▶ [YOUR ASSIGNMENT]: Every line of the material that includes the word "Target" is to be shown.

▶ [RECORDS SHOWN]:
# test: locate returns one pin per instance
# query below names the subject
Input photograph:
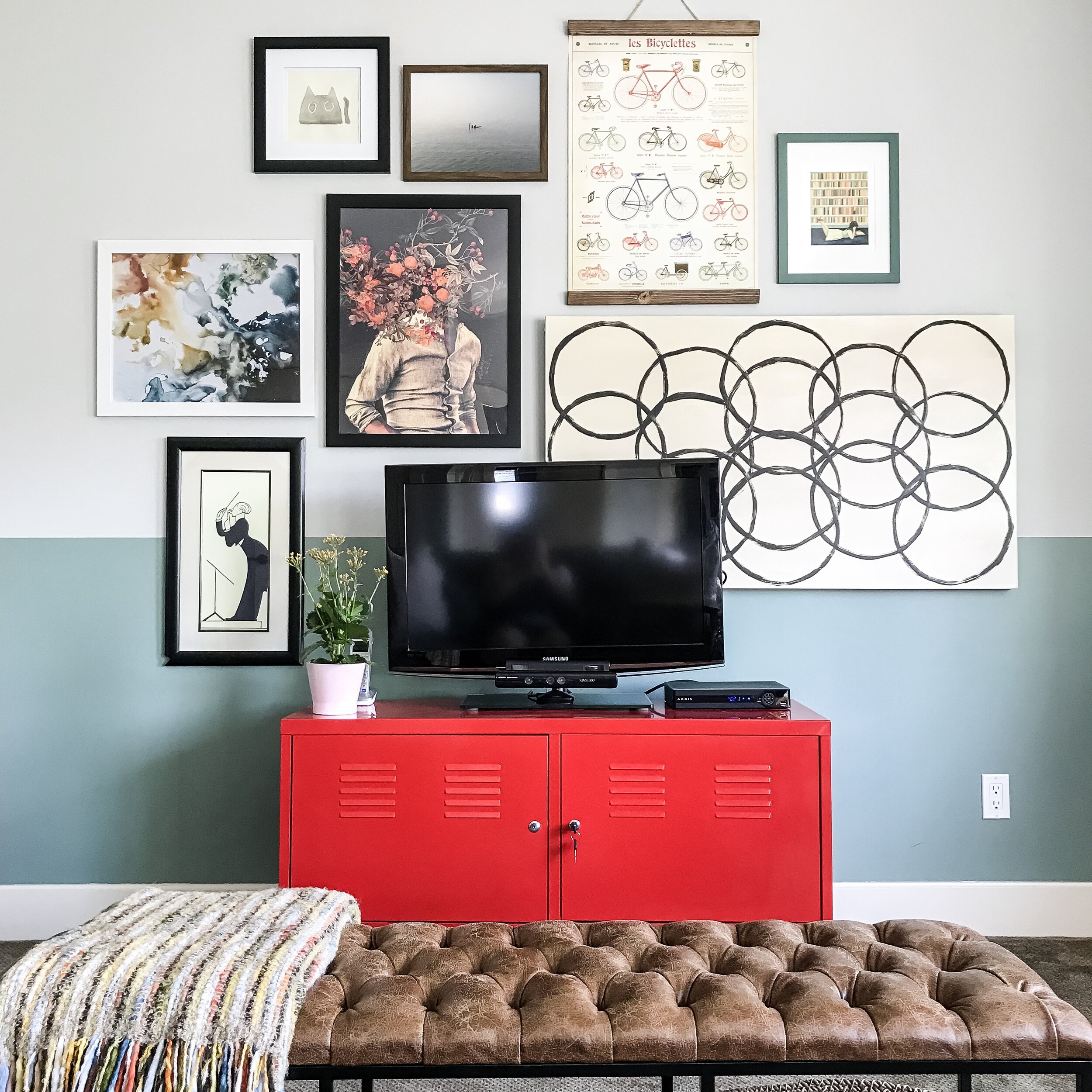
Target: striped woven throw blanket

--

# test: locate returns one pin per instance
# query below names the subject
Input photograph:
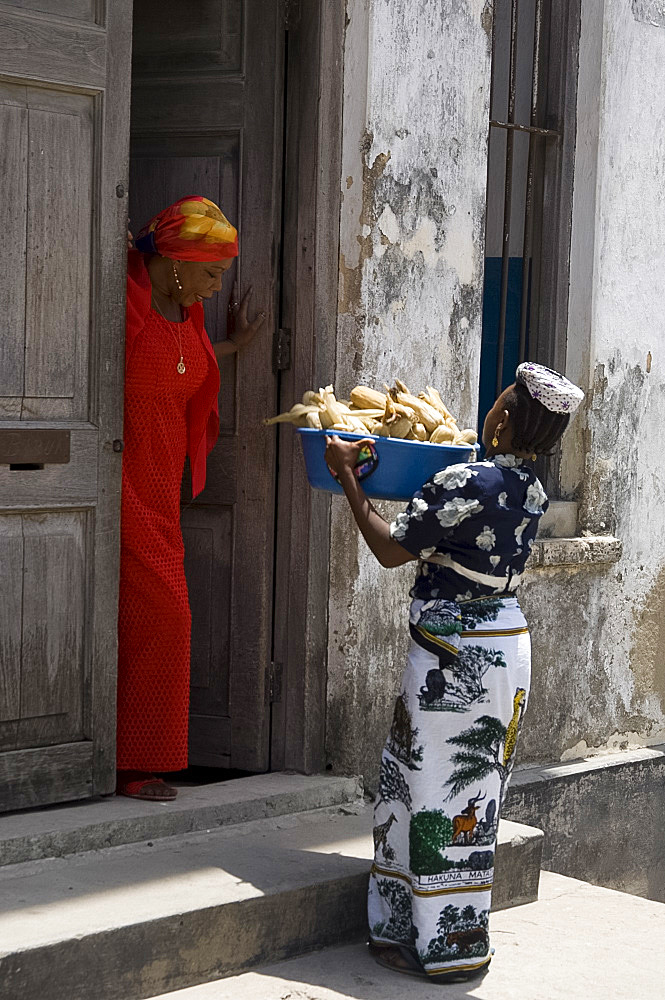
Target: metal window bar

▶ [COMPLETED TASK]:
Target: striped woven throw blanket
Target: metal window bar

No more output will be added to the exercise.